Task description »
Copy the stretch of the material below, from the line containing "Question. Locate the woman in" through the end of the material, reproducing every line without change.

*****

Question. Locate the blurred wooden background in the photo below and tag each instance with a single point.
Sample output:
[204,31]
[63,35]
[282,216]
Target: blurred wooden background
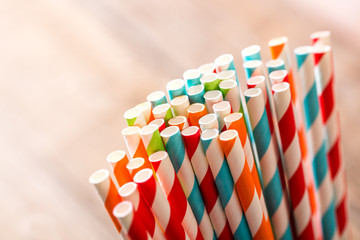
[69,70]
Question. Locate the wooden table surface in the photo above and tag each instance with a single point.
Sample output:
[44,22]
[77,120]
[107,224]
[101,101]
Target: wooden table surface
[69,70]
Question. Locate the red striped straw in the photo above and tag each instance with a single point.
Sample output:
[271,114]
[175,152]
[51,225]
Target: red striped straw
[160,123]
[156,200]
[324,77]
[146,109]
[106,189]
[245,186]
[212,97]
[175,195]
[131,221]
[118,161]
[191,137]
[209,121]
[137,164]
[195,112]
[235,121]
[222,109]
[179,121]
[294,168]
[130,192]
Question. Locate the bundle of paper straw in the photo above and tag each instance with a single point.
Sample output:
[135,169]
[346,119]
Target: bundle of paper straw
[209,160]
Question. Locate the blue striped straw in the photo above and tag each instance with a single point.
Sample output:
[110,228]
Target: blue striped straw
[316,138]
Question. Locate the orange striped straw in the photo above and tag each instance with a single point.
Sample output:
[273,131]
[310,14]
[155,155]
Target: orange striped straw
[195,112]
[179,121]
[118,161]
[245,186]
[108,193]
[136,164]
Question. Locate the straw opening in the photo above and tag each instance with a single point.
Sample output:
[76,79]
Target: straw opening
[175,84]
[143,175]
[255,80]
[161,108]
[99,176]
[208,118]
[135,163]
[214,94]
[209,134]
[127,189]
[158,156]
[190,131]
[155,96]
[196,107]
[191,74]
[228,135]
[280,87]
[252,64]
[278,41]
[253,92]
[169,131]
[115,156]
[195,89]
[148,129]
[123,209]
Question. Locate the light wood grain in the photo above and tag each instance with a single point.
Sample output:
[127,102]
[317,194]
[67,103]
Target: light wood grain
[69,69]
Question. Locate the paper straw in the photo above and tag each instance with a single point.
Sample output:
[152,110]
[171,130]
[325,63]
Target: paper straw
[274,194]
[224,183]
[191,137]
[192,77]
[131,221]
[179,121]
[176,149]
[207,68]
[151,138]
[222,109]
[195,112]
[230,91]
[156,98]
[180,105]
[227,74]
[253,68]
[137,164]
[134,117]
[317,144]
[156,200]
[209,121]
[235,121]
[196,94]
[251,53]
[324,77]
[174,193]
[106,189]
[163,111]
[118,161]
[176,88]
[321,38]
[260,228]
[211,98]
[134,143]
[210,81]
[294,170]
[146,109]
[224,62]
[275,64]
[160,123]
[130,192]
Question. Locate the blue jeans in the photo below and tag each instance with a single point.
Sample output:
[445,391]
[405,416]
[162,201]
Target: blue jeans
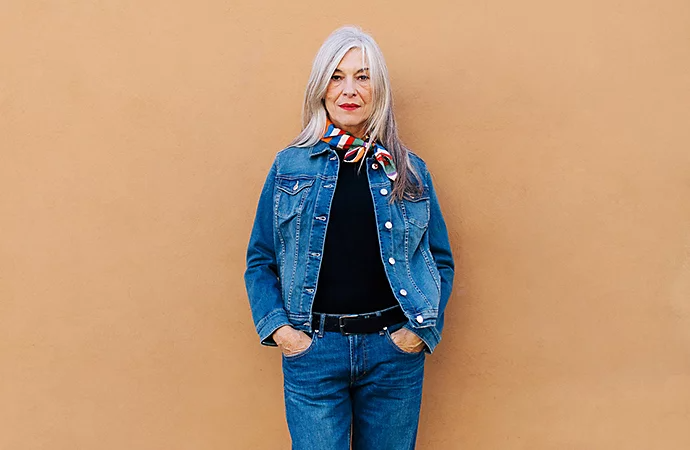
[360,388]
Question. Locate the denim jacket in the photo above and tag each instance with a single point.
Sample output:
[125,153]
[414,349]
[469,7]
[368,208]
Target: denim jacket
[287,241]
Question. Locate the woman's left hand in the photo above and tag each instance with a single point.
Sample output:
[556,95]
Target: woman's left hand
[407,341]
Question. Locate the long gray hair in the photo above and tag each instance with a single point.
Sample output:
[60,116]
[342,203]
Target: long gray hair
[381,126]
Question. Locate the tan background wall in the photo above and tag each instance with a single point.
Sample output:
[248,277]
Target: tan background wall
[134,139]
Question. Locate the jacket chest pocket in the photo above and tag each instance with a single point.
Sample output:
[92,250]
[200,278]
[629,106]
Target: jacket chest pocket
[416,209]
[291,193]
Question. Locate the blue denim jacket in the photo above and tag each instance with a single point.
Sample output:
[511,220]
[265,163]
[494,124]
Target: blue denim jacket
[287,240]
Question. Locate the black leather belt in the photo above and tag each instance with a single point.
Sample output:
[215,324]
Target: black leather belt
[359,323]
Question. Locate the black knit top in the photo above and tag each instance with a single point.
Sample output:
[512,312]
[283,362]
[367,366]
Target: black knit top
[352,279]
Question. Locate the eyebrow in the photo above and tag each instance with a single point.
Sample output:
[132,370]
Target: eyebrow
[363,69]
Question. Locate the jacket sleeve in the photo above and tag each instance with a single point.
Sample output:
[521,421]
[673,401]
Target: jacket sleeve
[262,277]
[439,245]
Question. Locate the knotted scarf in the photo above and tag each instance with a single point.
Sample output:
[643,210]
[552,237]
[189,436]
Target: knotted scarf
[356,148]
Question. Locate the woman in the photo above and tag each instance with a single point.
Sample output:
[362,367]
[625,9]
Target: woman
[349,267]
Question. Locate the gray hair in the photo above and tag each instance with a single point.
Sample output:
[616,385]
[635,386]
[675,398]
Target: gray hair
[381,126]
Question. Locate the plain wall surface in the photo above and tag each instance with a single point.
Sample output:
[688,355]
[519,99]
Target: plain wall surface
[135,137]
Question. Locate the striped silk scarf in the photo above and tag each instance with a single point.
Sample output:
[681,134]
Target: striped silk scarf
[356,148]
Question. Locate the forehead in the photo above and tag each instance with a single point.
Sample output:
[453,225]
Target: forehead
[353,61]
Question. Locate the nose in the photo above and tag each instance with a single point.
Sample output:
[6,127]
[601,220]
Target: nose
[349,87]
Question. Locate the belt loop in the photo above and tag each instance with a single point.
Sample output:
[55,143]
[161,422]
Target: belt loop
[322,324]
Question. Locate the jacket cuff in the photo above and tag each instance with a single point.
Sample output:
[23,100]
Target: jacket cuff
[266,326]
[429,335]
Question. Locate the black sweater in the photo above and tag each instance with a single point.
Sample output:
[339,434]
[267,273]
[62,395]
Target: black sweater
[352,279]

*****

Right answer »
Question. Locate the woman in the photo above and tag each instance with a single point.
Sample output:
[362,367]
[625,9]
Target: woman
[349,267]
Question. Locate the gray hair in the photo above and tag each instance with a single point.
Sample output:
[616,385]
[635,386]
[675,398]
Target: gray hair
[381,126]
Question. Locate the plain wall surface in the photo above and tag each instance with a single point.
Sample output:
[688,355]
[519,99]
Target: plain wall surface
[135,137]
Question. Locate the striped silk scarf in the photo above and tag each instance with a single point.
Sample output:
[681,134]
Target: striped silk scarf
[356,148]
Question. Locate the forehead in the photo above and tag each instance with a single point.
Sample output:
[453,225]
Target: forehead
[353,61]
Question. Locate the nose in the photo above and tag each instance with a single point.
Sample output:
[6,127]
[601,220]
Target: nose
[349,87]
Question. Locate the belt loop in the photo above and tag each instance with a single point.
Sample output:
[55,143]
[161,422]
Target: belt loop
[322,324]
Question. Locate the jacket cuff in the photo above and tag each instance with a single point.
Sample output:
[23,100]
Target: jacket cuff
[266,326]
[429,335]
Question. Locate the black sweater in the photo above and tag each instance with a single point.
Sample output:
[339,434]
[267,273]
[62,395]
Target: black sweater
[352,279]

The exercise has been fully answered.